TEXT SHOWN:
If we get this right, households could save £375 annually by 2040 and data centres could evolve from energy hogs to smart grid partners. The tech exists.
Critically, the transition demands collaboration between the public and private sectors. Tech giants like Google and Microsoft, which operate vast data centres, have pledged to achieve net zero by 2030.
These commitments present an opportunity for the UK to broker partnerships where companies co-invest in heat networks as part of their sustainability goals.
In Stockholm, data centres contribute excess heat to the city’s district heating system, cutting emissions and costs and in the UK new developments such as Old Oak and Royal Oak are being designed with data-centre powered heat networks in mind.
The Government will be empowering Metro Mayors to “zone” areas for integrated energy communities where data centres, renewables and heat networks are planned in tandem.

DATA EXTRACT:
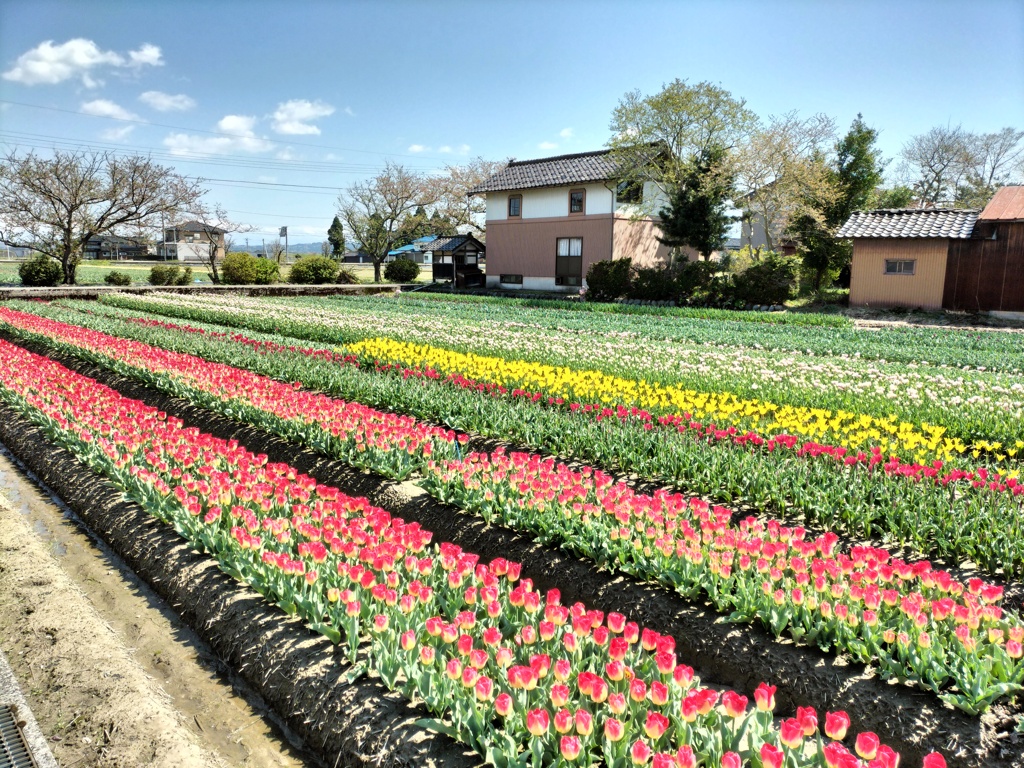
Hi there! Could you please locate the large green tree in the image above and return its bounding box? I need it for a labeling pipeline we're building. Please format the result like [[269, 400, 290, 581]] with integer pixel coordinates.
[[658, 144, 735, 261], [327, 216, 345, 259], [608, 79, 757, 214], [791, 115, 885, 291], [0, 150, 205, 285]]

GIVEN PROBLEM 1:
In the text on data centres and heat networks, what do data centres in Stockholm contribute their excess heat to?
GIVEN PROBLEM 2:
Go on with the text on data centres and heat networks, picking up after its final sentence.
The data is not needed for this work.

RESULT 1:
The city’s district heating system.

RESULT 2:
This is an economic strategy that will ensure every region benefits from the AI boom rather than bearing its environmental burden.
The IEA is right, AI’s hunger for power is unprecedented. But they could be a national asset. Data centres, concentrated in urban hubs, could become anchors for local heat networks.
Tech firms, under pressure to go green, could partner with towns to build them. But none of this happens without leadership. Ministers must stop tiptoeing.
Set binding targets for heat network rollout, reform markets to put consumers, not conglomerates, in control and redirect subsidies from fossil fuels to flexibility schemes.
This will unleash a market that works for people and planet. The equation is simple: waste less, save more, grow faster. The heat beneath our feet, the power in our grids, it’s all there. Now, let’s use it.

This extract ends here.